### INSTRUCTIONS FOR THE TASK
Gather every line from the source data below that contains the word "tire".

Source data:
————————
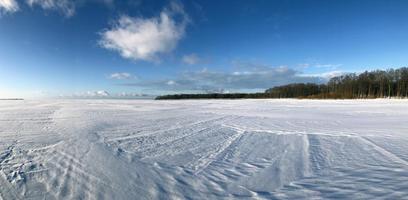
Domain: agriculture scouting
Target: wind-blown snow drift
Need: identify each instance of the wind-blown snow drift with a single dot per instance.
(284, 149)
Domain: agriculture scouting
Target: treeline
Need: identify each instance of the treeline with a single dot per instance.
(373, 84)
(213, 96)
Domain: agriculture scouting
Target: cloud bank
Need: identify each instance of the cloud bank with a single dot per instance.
(191, 59)
(146, 38)
(8, 6)
(67, 7)
(121, 76)
(259, 78)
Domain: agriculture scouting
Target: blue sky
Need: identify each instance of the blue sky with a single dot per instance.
(79, 48)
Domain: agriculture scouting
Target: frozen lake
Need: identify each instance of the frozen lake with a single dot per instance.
(205, 149)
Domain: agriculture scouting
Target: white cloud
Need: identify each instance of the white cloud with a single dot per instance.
(254, 78)
(8, 6)
(191, 59)
(146, 38)
(325, 75)
(121, 76)
(170, 82)
(67, 7)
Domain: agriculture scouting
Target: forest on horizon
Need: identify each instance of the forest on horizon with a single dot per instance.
(369, 84)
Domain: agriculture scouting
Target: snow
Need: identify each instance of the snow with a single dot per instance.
(204, 149)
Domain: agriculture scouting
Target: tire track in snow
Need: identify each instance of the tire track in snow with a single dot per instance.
(6, 189)
(206, 161)
(384, 152)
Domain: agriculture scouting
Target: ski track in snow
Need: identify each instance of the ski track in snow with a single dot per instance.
(205, 149)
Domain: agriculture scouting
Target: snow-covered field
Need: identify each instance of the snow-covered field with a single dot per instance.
(205, 149)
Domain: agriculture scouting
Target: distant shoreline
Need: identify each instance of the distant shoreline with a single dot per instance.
(12, 99)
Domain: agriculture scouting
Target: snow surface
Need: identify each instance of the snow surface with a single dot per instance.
(204, 149)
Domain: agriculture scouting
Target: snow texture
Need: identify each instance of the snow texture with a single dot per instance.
(204, 149)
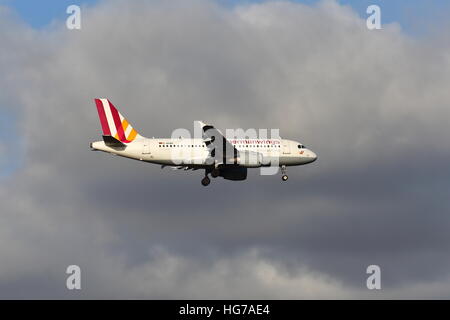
————————
### ANSWER TO THE EXERCISE
Target: tire track in snow
Need: identify each instance of the tire track in snow with a single dot per instance.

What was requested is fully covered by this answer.